TASK TO CARRY OUT. Count the lines in the records below that contain the word "gnarled". What is the total? Give only the number.

SUPPLIED MATERIAL.
--- START ---

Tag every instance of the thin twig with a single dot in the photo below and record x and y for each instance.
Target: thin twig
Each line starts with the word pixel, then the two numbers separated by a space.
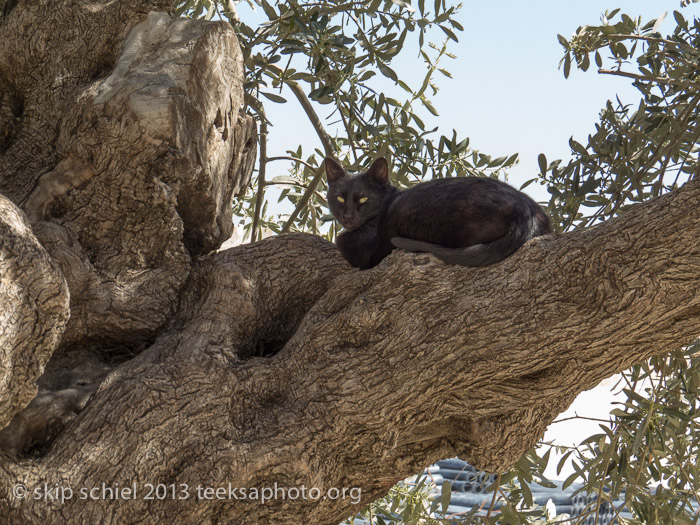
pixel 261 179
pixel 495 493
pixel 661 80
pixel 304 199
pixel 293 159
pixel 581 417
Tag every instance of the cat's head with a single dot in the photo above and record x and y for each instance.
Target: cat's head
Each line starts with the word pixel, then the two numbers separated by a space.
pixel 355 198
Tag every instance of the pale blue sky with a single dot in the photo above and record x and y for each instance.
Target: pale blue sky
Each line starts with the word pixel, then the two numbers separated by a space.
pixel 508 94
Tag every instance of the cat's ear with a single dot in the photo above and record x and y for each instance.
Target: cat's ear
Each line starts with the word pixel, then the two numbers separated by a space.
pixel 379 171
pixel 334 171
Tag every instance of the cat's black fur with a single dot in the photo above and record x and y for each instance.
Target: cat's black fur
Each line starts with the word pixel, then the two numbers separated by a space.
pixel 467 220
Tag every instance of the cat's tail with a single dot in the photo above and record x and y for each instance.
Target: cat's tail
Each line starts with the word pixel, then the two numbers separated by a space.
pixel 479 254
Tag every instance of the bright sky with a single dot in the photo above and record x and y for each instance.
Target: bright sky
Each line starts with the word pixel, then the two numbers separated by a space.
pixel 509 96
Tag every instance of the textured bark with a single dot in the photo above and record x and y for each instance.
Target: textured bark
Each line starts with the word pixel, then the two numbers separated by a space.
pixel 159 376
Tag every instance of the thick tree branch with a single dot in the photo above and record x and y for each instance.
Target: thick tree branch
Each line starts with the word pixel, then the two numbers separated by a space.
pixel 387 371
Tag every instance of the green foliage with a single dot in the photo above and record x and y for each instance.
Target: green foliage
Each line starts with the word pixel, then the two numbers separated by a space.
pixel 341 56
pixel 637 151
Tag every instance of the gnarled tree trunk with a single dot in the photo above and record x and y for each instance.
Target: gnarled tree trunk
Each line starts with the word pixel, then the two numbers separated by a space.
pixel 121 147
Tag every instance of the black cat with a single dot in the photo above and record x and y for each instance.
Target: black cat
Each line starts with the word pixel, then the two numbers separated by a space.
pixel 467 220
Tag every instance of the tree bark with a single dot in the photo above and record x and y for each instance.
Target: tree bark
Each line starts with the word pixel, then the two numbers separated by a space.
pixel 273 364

--- END ---
--- START ---

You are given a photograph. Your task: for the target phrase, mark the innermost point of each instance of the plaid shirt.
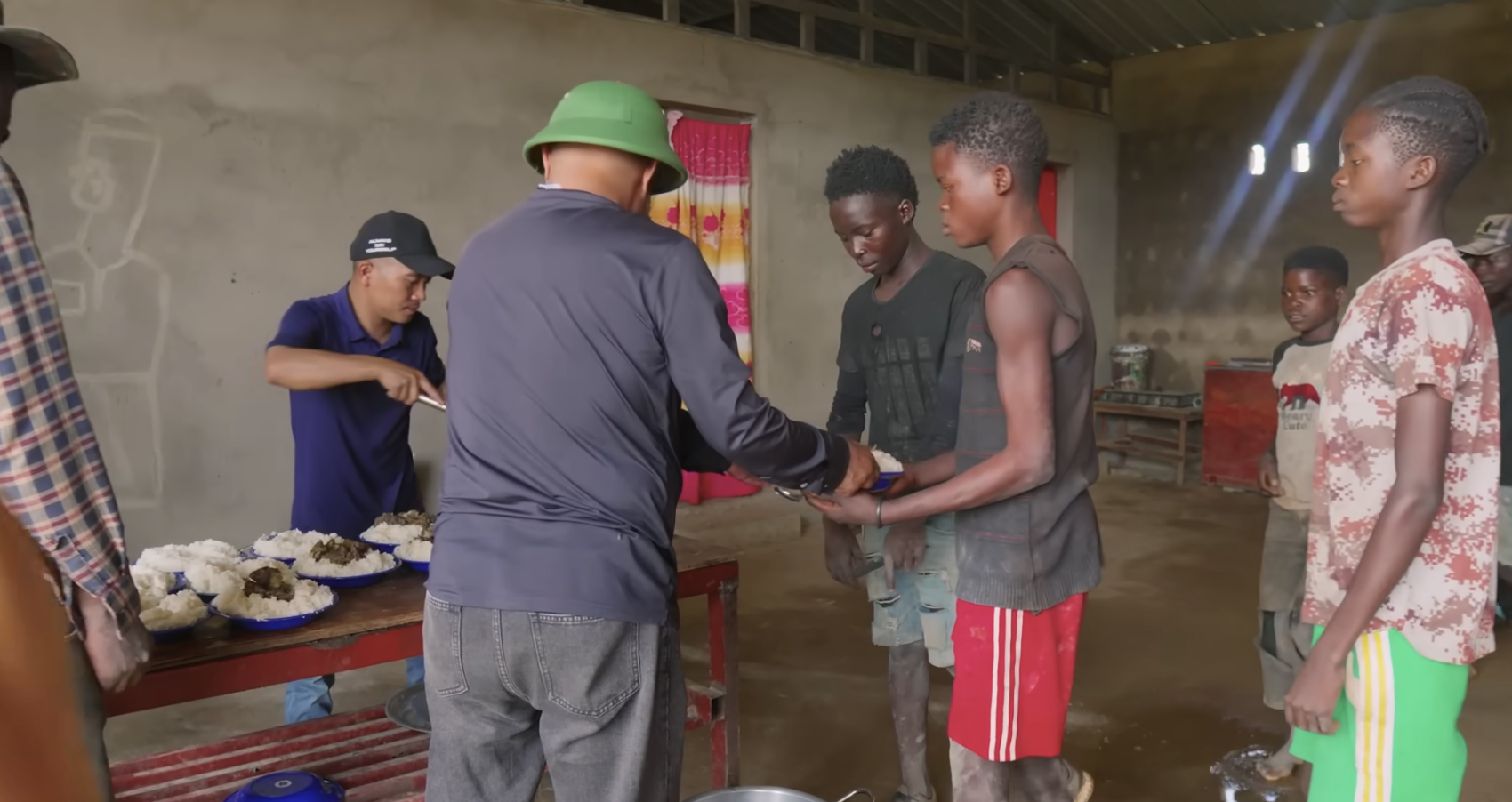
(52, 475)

--- END ---

CORRECT RESULT. 2